§ Aufgabenstellung:
Suche in den Daten jede Zeile heraus, die die Zeichenfolge "blurred" enthält, und schreibe diese Zeilen ab. Dabei zählt die Groß- und Kleinschreibung.

§ Extrahierte Daten:
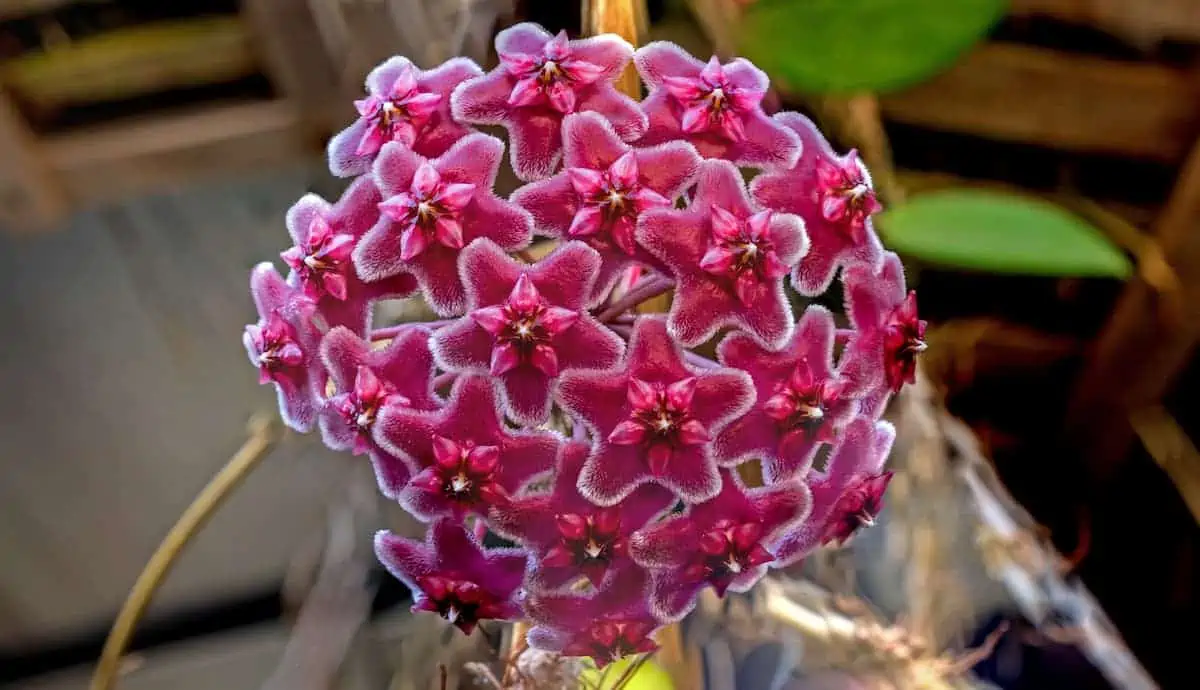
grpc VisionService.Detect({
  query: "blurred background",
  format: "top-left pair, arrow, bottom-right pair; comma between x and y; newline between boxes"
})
0,0 -> 1200,690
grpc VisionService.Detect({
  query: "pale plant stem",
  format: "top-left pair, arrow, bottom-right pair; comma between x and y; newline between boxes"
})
596,276 -> 674,322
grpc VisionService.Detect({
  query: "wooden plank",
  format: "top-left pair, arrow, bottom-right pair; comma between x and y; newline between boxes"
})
881,43 -> 1200,162
44,101 -> 319,204
1067,132 -> 1200,482
0,91 -> 67,230
1009,0 -> 1200,41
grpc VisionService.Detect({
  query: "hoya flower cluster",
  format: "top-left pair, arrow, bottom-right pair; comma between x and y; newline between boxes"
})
238,24 -> 925,665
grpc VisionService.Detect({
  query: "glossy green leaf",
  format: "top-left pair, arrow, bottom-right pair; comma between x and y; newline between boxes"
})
739,0 -> 1007,94
876,190 -> 1132,278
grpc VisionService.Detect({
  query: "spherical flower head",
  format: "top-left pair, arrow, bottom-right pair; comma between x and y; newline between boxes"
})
376,520 -> 524,635
452,24 -> 646,181
329,56 -> 482,178
433,240 -> 624,426
634,41 -> 800,168
750,113 -> 883,296
512,113 -> 700,304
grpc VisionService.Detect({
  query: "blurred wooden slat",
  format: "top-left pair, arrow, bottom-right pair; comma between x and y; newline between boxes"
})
0,17 -> 258,109
881,43 -> 1200,162
44,101 -> 319,204
1009,0 -> 1200,41
0,91 -> 66,230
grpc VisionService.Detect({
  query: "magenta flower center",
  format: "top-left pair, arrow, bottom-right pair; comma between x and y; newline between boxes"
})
816,151 -> 883,244
470,274 -> 580,378
763,362 -> 838,440
544,508 -> 625,587
246,312 -> 304,383
379,163 -> 475,262
416,575 -> 502,635
688,520 -> 775,596
700,206 -> 788,305
329,366 -> 409,455
500,32 -> 604,114
281,217 -> 354,300
564,620 -> 659,668
662,56 -> 763,142
426,437 -> 508,508
608,377 -> 709,475
883,293 -> 929,390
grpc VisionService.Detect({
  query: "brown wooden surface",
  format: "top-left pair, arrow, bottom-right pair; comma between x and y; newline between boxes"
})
881,43 -> 1200,161
1068,135 -> 1200,481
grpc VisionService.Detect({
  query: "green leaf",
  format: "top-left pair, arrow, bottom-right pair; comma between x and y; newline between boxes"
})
738,0 -> 1007,94
876,190 -> 1132,278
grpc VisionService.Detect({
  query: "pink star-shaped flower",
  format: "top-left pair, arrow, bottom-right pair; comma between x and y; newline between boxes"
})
320,326 -> 438,499
842,252 -> 926,409
774,416 -> 895,568
558,317 -> 754,505
329,56 -> 484,178
433,240 -> 624,426
634,41 -> 800,168
374,376 -> 559,521
241,262 -> 324,432
526,568 -> 662,668
374,520 -> 526,635
630,469 -> 810,620
281,178 -> 416,335
750,113 -> 883,295
637,161 -> 808,348
490,443 -> 676,589
451,23 -> 646,181
354,134 -> 533,316
715,305 -> 866,481
512,113 -> 700,302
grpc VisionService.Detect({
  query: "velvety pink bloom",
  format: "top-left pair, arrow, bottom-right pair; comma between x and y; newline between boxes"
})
637,161 -> 808,348
320,326 -> 438,499
634,41 -> 800,168
512,113 -> 700,302
842,252 -> 926,398
433,240 -> 624,426
775,416 -> 895,568
750,113 -> 883,295
452,23 -> 646,181
715,305 -> 869,481
241,262 -> 324,432
374,376 -> 559,521
374,520 -> 526,635
527,568 -> 662,668
490,443 -> 676,589
354,134 -> 533,316
281,178 -> 416,335
329,56 -> 484,178
559,317 -> 754,505
630,469 -> 809,620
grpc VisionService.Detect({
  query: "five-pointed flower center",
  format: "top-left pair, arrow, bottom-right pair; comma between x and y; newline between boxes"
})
281,217 -> 354,300
246,311 -> 304,383
883,292 -> 929,390
379,163 -> 475,262
700,206 -> 787,305
427,436 -> 508,508
470,274 -> 580,378
416,575 -> 499,635
565,619 -> 658,668
689,520 -> 775,596
816,151 -> 883,244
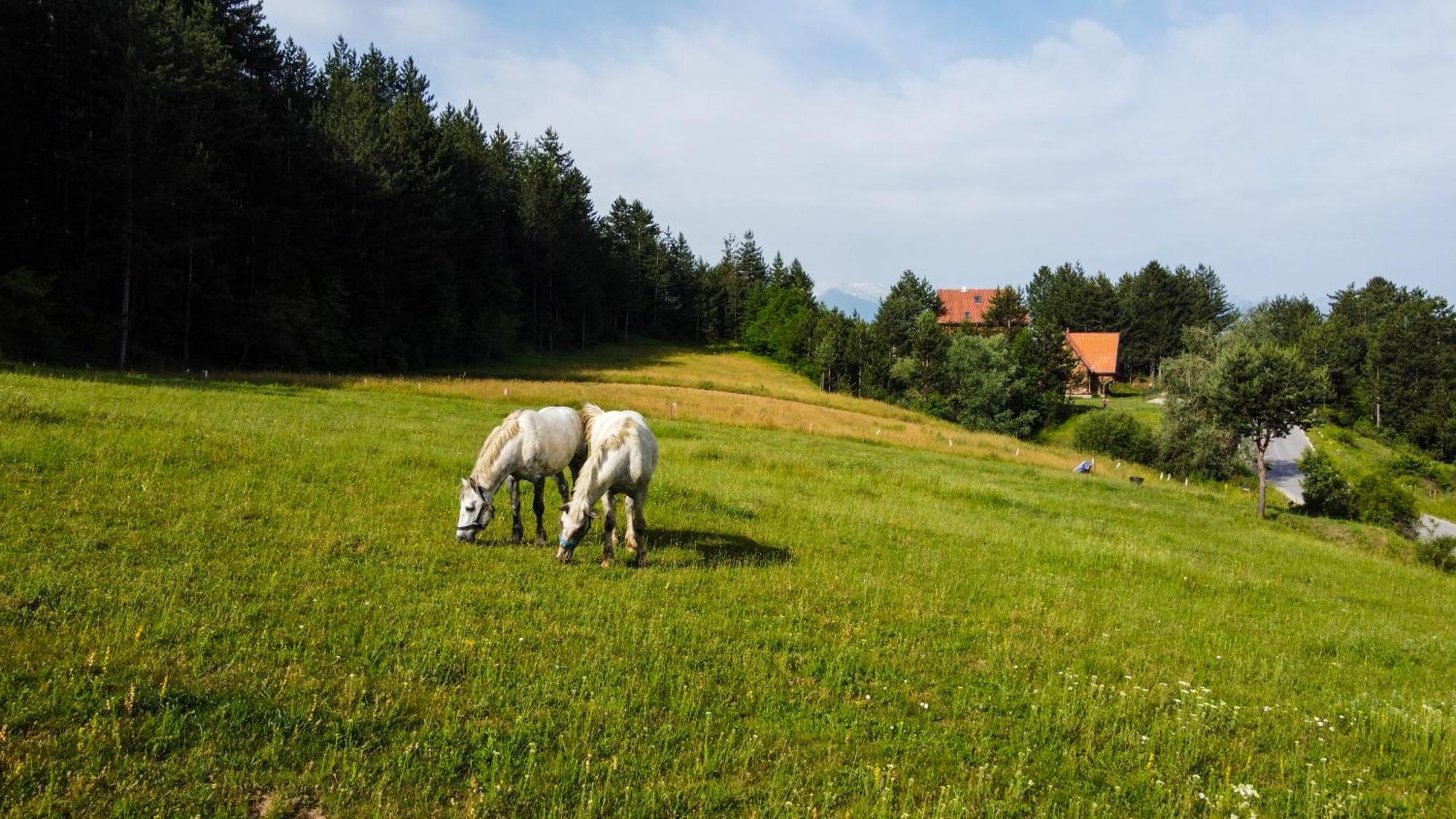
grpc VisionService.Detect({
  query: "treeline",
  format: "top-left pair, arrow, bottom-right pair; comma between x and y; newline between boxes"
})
1026,259 -> 1238,377
1249,277 -> 1456,462
0,0 -> 811,370
1077,277 -> 1456,483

§ Lösung:
  query: "blurred background",
  query: "blurred wooden slat",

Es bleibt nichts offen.